- _Problem description_
The entries are to be returned exactly as written.
★ ★ ★
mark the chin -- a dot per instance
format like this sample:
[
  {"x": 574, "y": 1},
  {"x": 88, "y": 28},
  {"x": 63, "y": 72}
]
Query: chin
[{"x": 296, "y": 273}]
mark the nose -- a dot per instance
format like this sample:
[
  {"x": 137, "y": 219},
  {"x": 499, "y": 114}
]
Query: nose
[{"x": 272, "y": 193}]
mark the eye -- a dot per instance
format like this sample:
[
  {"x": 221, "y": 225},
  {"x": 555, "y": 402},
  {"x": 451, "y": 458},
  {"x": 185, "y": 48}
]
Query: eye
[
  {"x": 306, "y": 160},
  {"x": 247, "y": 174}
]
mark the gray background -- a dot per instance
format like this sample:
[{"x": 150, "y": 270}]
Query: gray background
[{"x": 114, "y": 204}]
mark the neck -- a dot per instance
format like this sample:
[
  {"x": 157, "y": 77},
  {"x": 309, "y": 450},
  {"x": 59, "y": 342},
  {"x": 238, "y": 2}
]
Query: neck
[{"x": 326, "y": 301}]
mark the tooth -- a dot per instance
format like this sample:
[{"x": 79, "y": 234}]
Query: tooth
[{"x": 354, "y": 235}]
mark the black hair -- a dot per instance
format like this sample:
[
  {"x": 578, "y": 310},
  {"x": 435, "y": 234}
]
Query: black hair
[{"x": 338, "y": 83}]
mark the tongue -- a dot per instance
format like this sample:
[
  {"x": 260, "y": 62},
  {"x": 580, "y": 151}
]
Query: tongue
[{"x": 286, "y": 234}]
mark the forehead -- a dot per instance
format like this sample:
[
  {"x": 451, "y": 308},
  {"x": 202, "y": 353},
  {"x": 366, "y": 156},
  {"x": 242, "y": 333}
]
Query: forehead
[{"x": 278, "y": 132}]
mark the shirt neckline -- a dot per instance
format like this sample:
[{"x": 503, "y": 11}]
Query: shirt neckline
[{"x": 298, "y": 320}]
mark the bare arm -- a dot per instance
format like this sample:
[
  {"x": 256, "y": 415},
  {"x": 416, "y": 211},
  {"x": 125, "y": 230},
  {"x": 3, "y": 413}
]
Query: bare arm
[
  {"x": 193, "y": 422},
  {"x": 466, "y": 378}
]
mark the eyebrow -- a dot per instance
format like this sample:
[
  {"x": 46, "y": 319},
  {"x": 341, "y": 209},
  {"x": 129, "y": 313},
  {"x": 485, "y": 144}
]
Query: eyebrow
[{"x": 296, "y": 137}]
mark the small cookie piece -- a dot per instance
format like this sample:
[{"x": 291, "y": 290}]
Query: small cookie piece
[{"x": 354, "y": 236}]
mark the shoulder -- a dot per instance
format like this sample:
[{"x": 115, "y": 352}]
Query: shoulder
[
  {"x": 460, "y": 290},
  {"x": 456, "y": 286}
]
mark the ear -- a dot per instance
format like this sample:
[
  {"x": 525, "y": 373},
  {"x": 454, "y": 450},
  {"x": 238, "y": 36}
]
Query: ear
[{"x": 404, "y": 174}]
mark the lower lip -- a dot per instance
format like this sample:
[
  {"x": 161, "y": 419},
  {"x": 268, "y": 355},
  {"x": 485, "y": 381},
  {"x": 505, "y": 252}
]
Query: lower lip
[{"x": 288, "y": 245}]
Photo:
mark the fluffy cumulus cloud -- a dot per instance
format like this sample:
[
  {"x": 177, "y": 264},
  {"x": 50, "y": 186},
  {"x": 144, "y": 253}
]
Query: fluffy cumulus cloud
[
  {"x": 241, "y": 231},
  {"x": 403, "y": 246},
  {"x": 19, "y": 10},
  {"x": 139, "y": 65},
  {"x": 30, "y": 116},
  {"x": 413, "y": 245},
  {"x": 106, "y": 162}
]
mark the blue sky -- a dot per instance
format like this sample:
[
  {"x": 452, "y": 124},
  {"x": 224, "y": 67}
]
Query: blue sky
★ ★ ★
- _Answer to this problem_
mark the chin -- a dot per instance
format like this sample:
[
  {"x": 574, "y": 1},
  {"x": 88, "y": 28},
  {"x": 63, "y": 72}
]
Query: chin
[{"x": 296, "y": 273}]
mark the nose -- a dot per instance
format like this sample:
[
  {"x": 137, "y": 219},
  {"x": 499, "y": 114}
]
Query: nose
[{"x": 272, "y": 193}]
mark the eye -- a dot per instance
format like this sample:
[
  {"x": 221, "y": 225},
  {"x": 555, "y": 402},
  {"x": 451, "y": 458},
  {"x": 185, "y": 48}
]
Query: eye
[
  {"x": 306, "y": 160},
  {"x": 247, "y": 174}
]
mark the gray background -- a dot per instance
format like this sample:
[{"x": 150, "y": 270}]
Query: gray background
[{"x": 114, "y": 204}]
mark the neck -- a dot per instance
format like this sample:
[
  {"x": 157, "y": 77},
  {"x": 309, "y": 450},
  {"x": 59, "y": 342},
  {"x": 238, "y": 2}
]
Query: neck
[{"x": 326, "y": 301}]
mark the tooth -- a dot per instance
format like this sample:
[{"x": 79, "y": 234}]
Query: tooth
[{"x": 354, "y": 235}]
mark the black hair -- a dot per instance
format like this sample:
[
  {"x": 578, "y": 310},
  {"x": 435, "y": 234}
]
Query: black hair
[{"x": 338, "y": 83}]
mark the tongue -- a dot per instance
format like this sample:
[
  {"x": 260, "y": 62},
  {"x": 580, "y": 151}
]
Query: tongue
[{"x": 286, "y": 234}]
mark the forehead -- a dot per instance
format like this sample:
[
  {"x": 451, "y": 308},
  {"x": 202, "y": 353},
  {"x": 366, "y": 156},
  {"x": 242, "y": 333}
]
Query: forehead
[{"x": 278, "y": 132}]
mark the shirt neckline -- a dot per instance
format like this sample:
[{"x": 503, "y": 11}]
Query: shirt neckline
[{"x": 298, "y": 320}]
mark the bare arm -- a dot per instance
format like this sample:
[
  {"x": 256, "y": 415},
  {"x": 416, "y": 211},
  {"x": 125, "y": 230},
  {"x": 3, "y": 413}
]
Query: bare arm
[
  {"x": 193, "y": 422},
  {"x": 466, "y": 378}
]
mark the eyebrow -- a dot per instance
format like this sample:
[
  {"x": 46, "y": 319},
  {"x": 341, "y": 209},
  {"x": 129, "y": 313},
  {"x": 485, "y": 144}
]
Query: eyebrow
[{"x": 296, "y": 137}]
mark the small cookie piece -- a dot per instance
format like this sample:
[{"x": 291, "y": 290}]
Query: small cookie piece
[{"x": 354, "y": 236}]
mark the shoulder -- a dot per instance
format like this sample:
[{"x": 115, "y": 352}]
Query: shoulder
[
  {"x": 460, "y": 290},
  {"x": 456, "y": 286}
]
mark the ear -- a dot per instance
format like this sample:
[
  {"x": 525, "y": 373},
  {"x": 454, "y": 450},
  {"x": 238, "y": 36}
]
Query: ear
[{"x": 404, "y": 174}]
mark the lower lip -- a dot per instance
format like this sample:
[
  {"x": 161, "y": 419},
  {"x": 268, "y": 355},
  {"x": 485, "y": 381},
  {"x": 505, "y": 252}
]
Query: lower lip
[{"x": 288, "y": 245}]
Photo:
mark the fluffy cumulus cloud -- a dot per instance
format like this sample:
[
  {"x": 177, "y": 264},
  {"x": 50, "y": 186},
  {"x": 144, "y": 253}
]
Query: fluffy cumulus cloud
[
  {"x": 241, "y": 231},
  {"x": 403, "y": 246},
  {"x": 19, "y": 10},
  {"x": 139, "y": 65},
  {"x": 30, "y": 116},
  {"x": 413, "y": 245},
  {"x": 106, "y": 162}
]
mark the blue sky -- a dot per instance
format like this sample:
[
  {"x": 452, "y": 124},
  {"x": 224, "y": 67}
]
Query: blue sky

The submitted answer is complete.